Work required » Line by line, output the data that follows exactly as written.

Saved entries
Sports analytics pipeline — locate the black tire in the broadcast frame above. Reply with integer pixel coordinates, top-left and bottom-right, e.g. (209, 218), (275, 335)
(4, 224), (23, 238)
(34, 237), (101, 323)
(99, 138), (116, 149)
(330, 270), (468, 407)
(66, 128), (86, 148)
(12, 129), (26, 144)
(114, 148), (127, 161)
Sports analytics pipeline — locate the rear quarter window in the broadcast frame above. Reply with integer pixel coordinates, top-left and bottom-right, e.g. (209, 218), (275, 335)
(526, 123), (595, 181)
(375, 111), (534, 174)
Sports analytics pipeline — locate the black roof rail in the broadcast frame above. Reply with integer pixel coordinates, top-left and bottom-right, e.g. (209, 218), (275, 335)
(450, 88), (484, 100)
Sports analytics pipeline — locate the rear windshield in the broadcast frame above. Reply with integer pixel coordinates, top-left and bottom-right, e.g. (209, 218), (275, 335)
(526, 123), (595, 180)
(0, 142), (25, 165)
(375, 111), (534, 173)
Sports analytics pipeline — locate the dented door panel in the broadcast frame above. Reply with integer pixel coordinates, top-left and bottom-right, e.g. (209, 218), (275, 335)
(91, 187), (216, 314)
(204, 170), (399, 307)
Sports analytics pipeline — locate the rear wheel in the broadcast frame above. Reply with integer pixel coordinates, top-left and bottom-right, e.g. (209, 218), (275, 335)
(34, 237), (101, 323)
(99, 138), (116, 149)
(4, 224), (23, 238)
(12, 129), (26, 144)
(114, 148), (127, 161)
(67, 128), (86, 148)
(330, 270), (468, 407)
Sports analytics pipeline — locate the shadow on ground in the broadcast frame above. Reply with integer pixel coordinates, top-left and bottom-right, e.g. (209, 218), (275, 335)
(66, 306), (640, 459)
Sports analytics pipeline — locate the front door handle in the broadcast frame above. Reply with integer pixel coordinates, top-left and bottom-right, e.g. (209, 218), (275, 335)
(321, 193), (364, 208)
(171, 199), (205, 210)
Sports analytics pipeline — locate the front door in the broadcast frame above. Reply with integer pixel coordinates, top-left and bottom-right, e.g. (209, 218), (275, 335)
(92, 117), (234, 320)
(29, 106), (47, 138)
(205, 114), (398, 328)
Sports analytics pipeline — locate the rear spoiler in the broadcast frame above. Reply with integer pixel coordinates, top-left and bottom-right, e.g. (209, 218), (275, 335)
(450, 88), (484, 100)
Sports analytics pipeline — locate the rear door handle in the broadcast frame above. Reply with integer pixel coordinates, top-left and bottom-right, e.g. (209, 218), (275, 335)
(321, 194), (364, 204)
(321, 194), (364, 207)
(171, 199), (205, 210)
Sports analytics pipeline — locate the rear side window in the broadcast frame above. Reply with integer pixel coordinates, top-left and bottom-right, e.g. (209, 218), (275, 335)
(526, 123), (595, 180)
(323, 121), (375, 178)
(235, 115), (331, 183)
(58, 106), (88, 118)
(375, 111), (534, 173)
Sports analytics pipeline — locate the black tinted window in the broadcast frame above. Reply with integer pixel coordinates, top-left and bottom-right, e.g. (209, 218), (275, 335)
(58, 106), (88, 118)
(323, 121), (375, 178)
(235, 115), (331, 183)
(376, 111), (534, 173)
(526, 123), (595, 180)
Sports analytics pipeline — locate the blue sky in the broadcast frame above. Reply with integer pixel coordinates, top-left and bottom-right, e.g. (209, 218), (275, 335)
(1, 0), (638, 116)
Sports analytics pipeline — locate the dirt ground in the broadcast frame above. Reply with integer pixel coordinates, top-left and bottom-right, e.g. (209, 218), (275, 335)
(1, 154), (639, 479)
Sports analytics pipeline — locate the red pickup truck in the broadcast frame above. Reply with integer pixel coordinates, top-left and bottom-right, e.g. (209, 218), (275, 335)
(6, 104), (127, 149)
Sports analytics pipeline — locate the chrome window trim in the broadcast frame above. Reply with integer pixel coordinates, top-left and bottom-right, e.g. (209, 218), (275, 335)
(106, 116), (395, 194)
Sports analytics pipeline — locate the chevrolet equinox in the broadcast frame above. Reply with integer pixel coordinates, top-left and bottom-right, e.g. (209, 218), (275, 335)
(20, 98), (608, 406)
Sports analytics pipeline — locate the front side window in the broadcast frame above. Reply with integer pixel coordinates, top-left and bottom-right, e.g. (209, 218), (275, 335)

Result »
Sports analytics pipeline — locate the black tire in the broadcast frame above. Reply with integer pixel coordinates, top-left and bottom-right, e.g. (209, 218), (275, 335)
(4, 224), (23, 238)
(34, 237), (101, 323)
(99, 138), (116, 149)
(330, 270), (468, 407)
(66, 128), (86, 148)
(12, 129), (26, 144)
(114, 148), (127, 161)
Sports analytics pipeline — locate the rear quarter window in the broadcast frame above. Reply with integer pixel coordinates, top-left and bottom-right, e.g. (209, 218), (275, 335)
(526, 123), (595, 181)
(375, 111), (534, 174)
Sports analytics pipeline — locate the black roof rail in the broadcast frame above. Reply with integer pixel coordinates, top-left and bottom-right, e.g. (209, 218), (275, 335)
(450, 88), (484, 100)
Sports analytics pipeline — locate the rear windshield in the broadcast frame above. Reply with integer pixel coordinates, top-left and bottom-right, e.g. (209, 218), (275, 335)
(526, 123), (595, 180)
(0, 142), (25, 165)
(375, 111), (534, 173)
Sports analytics pipeline — locate the dented door panel in the broadcast frame above. Reply with integer pixel coordinates, top-left and bottom-right, e.g. (209, 218), (275, 335)
(91, 187), (216, 314)
(204, 170), (399, 307)
Sports analytics pipeline — locate the rear wheel in the broadcast frame above. Reply with integer pixel coordinates, top-left and bottom-right, e.g. (209, 218), (275, 335)
(34, 237), (101, 323)
(99, 138), (116, 149)
(4, 224), (23, 238)
(12, 129), (26, 144)
(114, 148), (127, 161)
(67, 128), (86, 148)
(330, 270), (468, 407)
Sports analytics pipeline — locate the shadow on ground in the broadcast frame above. Reply with integer pixel coordinates, top-left and bottom-right, e.g. (209, 218), (275, 335)
(66, 306), (640, 459)
Sports analytics pipeline — locate the front door handle in the broadcast frame above. Reply with integer pixel coordinates, top-left and bottom-right, e.g. (209, 218), (275, 335)
(321, 193), (364, 208)
(171, 199), (205, 210)
Sports analytics pipeline — locate the front door in the broadcast frame above. Reply with integer pixel coordinates, top-left and bottom-right, e.g. (209, 218), (275, 335)
(92, 117), (234, 320)
(29, 106), (47, 138)
(205, 114), (398, 328)
Sports analytics pipeline — locate the rear spoiler in the broadcast frame above. Reply with integer pixel coordinates, top-left and bottom-right, e.g. (209, 218), (275, 335)
(450, 88), (484, 100)
Sports analytics pipeline — locate the rear door handle in the broadcast frame above. Reply with integer pixel coordinates, top-left and bottom-right, e.g. (209, 218), (275, 335)
(321, 194), (364, 204)
(321, 194), (364, 207)
(171, 199), (205, 210)
Sports analytics pipeline — locate the rear side window in the broadcast frame above. Reply with integer pixel coordinates, top-left and bottom-right, e.g. (209, 218), (275, 335)
(526, 123), (595, 180)
(323, 121), (375, 178)
(235, 115), (331, 183)
(58, 106), (88, 118)
(375, 111), (534, 173)
Sports analytics pipeline — locate the black tinted window in the broadcast frame above. Reply with integer pixel coordinates, top-left and bottom-right, e.g. (209, 218), (275, 335)
(58, 106), (88, 118)
(323, 121), (375, 178)
(235, 115), (331, 183)
(376, 111), (534, 173)
(526, 123), (595, 180)
Sports analytics pipeline — locate the blue sky in the broadcast frame above. Reply with integer pixel coordinates, top-left and bottom-right, e.g. (209, 218), (275, 335)
(1, 0), (638, 116)
Sports analytics pipeline — locate the dirt ground in the broadcast frame above. Reply with integer pixel coordinates, top-left and bottom-right, e.g. (209, 218), (275, 335)
(1, 154), (639, 479)
Sports analytics pipeline — locate the red pickup truck in the broadcast frame above. Reply with integer pixel coordinates, top-left and bottom-right, e.g. (209, 218), (275, 335)
(6, 104), (127, 149)
Sports analytics pipeline — locate the chrome window trim in the broadcast frame above. Reply with integer pixel coordinates, top-left and bottom-right, e.g. (209, 218), (275, 335)
(106, 116), (395, 194)
Sports analytics pipeline — locate the chevrolet equinox in the broadcast frame above. Reply with integer pixel coordinates, top-left and bottom-right, e.g. (209, 218), (275, 335)
(20, 98), (608, 406)
Sports analytics pipeline — locate the front side window in the broadcast frame above. Reply with integer pixel coordinates, top-left and bottom-right, e.g. (209, 218), (275, 335)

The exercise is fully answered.